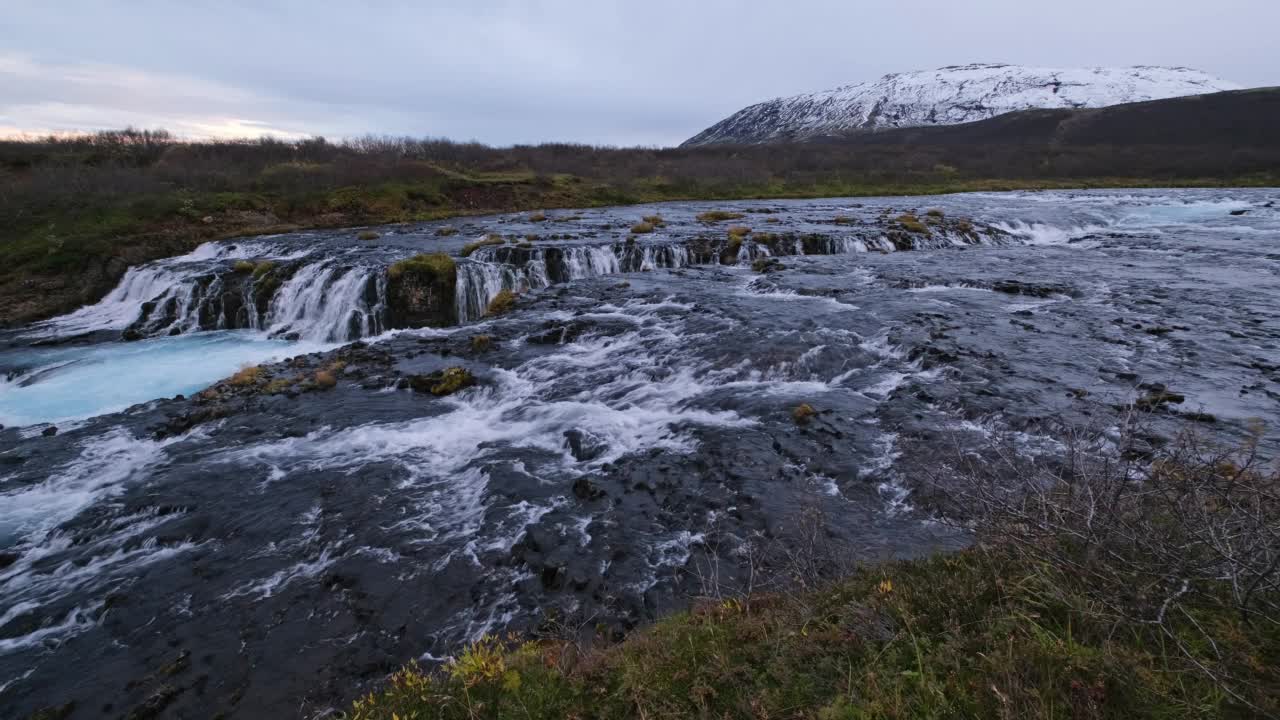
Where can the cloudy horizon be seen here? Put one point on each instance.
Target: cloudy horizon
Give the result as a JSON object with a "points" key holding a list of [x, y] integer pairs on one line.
{"points": [[502, 72]]}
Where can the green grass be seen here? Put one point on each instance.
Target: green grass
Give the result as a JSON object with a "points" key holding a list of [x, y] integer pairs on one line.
{"points": [[967, 634], [488, 240], [72, 236]]}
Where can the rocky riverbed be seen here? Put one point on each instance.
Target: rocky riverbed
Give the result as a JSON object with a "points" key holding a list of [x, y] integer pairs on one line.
{"points": [[396, 469]]}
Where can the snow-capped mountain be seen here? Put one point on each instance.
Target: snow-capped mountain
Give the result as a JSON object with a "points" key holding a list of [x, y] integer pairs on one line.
{"points": [[952, 95]]}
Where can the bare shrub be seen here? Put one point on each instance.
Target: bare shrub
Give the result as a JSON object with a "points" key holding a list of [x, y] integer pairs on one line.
{"points": [[1139, 537]]}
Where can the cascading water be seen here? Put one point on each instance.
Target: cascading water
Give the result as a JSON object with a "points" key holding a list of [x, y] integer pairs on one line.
{"points": [[324, 302]]}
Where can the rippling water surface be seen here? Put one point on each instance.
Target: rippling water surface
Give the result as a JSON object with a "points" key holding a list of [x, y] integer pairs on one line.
{"points": [[632, 417]]}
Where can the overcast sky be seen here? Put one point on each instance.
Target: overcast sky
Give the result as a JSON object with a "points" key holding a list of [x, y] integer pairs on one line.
{"points": [[650, 72]]}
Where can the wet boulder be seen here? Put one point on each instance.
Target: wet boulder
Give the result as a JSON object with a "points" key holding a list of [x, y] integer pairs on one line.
{"points": [[420, 291], [584, 446]]}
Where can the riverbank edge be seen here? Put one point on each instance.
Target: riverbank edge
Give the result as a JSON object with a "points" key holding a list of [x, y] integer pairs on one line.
{"points": [[88, 250], [972, 633]]}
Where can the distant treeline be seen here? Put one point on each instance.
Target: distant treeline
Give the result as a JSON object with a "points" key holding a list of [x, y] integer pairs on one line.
{"points": [[108, 164], [77, 210]]}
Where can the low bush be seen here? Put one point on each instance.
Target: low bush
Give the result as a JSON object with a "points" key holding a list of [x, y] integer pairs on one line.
{"points": [[910, 223], [246, 376]]}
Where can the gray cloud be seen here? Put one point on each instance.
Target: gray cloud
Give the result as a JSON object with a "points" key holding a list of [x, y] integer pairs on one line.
{"points": [[502, 72]]}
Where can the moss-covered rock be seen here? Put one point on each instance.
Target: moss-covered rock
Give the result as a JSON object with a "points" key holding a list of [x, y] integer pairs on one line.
{"points": [[420, 291], [444, 382], [502, 304]]}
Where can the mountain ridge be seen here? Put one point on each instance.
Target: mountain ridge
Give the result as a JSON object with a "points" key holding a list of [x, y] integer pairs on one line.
{"points": [[951, 95]]}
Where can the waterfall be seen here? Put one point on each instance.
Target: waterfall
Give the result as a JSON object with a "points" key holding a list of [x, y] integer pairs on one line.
{"points": [[490, 270], [327, 302], [123, 305]]}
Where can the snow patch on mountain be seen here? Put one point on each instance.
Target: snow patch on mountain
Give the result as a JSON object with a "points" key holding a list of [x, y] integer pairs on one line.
{"points": [[952, 95]]}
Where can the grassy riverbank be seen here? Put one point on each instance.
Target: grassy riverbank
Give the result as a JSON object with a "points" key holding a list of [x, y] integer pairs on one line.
{"points": [[76, 213], [1123, 589], [970, 634]]}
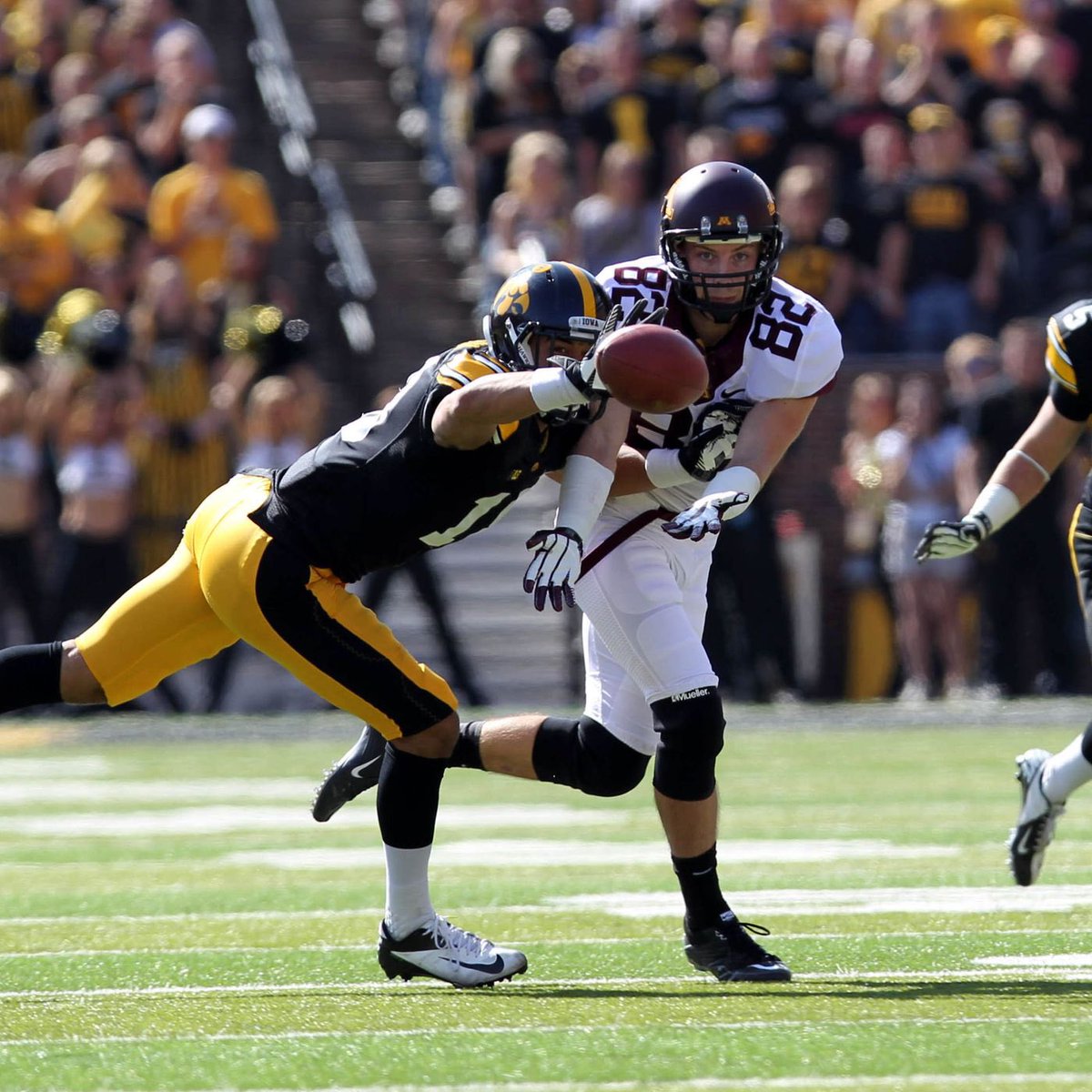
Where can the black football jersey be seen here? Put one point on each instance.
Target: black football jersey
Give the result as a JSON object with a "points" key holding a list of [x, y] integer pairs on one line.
{"points": [[1069, 359], [381, 490]]}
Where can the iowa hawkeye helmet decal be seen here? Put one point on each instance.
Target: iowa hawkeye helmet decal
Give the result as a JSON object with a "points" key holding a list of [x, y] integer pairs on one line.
{"points": [[552, 299]]}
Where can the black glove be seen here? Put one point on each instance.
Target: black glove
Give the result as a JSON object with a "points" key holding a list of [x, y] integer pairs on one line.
{"points": [[951, 539], [555, 567]]}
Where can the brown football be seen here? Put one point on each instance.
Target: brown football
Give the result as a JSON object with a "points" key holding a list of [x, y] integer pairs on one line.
{"points": [[652, 369]]}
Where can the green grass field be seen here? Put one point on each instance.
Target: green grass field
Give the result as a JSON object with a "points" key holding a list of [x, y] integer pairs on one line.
{"points": [[172, 918]]}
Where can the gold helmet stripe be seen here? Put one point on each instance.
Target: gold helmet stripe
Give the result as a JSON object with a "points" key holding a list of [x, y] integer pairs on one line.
{"points": [[1057, 359], [585, 288]]}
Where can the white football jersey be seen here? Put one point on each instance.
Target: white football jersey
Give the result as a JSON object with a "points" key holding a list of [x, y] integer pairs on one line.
{"points": [[787, 348]]}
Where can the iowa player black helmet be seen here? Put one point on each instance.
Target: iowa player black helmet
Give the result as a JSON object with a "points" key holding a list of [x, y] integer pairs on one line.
{"points": [[552, 299], [720, 202]]}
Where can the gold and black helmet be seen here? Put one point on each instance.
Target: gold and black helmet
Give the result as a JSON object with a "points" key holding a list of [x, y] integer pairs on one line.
{"points": [[554, 299]]}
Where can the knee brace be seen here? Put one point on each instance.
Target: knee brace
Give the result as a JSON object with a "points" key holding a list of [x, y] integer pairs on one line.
{"points": [[583, 754], [692, 735]]}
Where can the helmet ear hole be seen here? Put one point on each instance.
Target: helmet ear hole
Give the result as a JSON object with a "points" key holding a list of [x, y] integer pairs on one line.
{"points": [[721, 202]]}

▶ [Instructions for the task]: Exactly how many lines in the material above mention the word "gold"? Give the number and nothing besides.

▶ [Exercise answer]: 4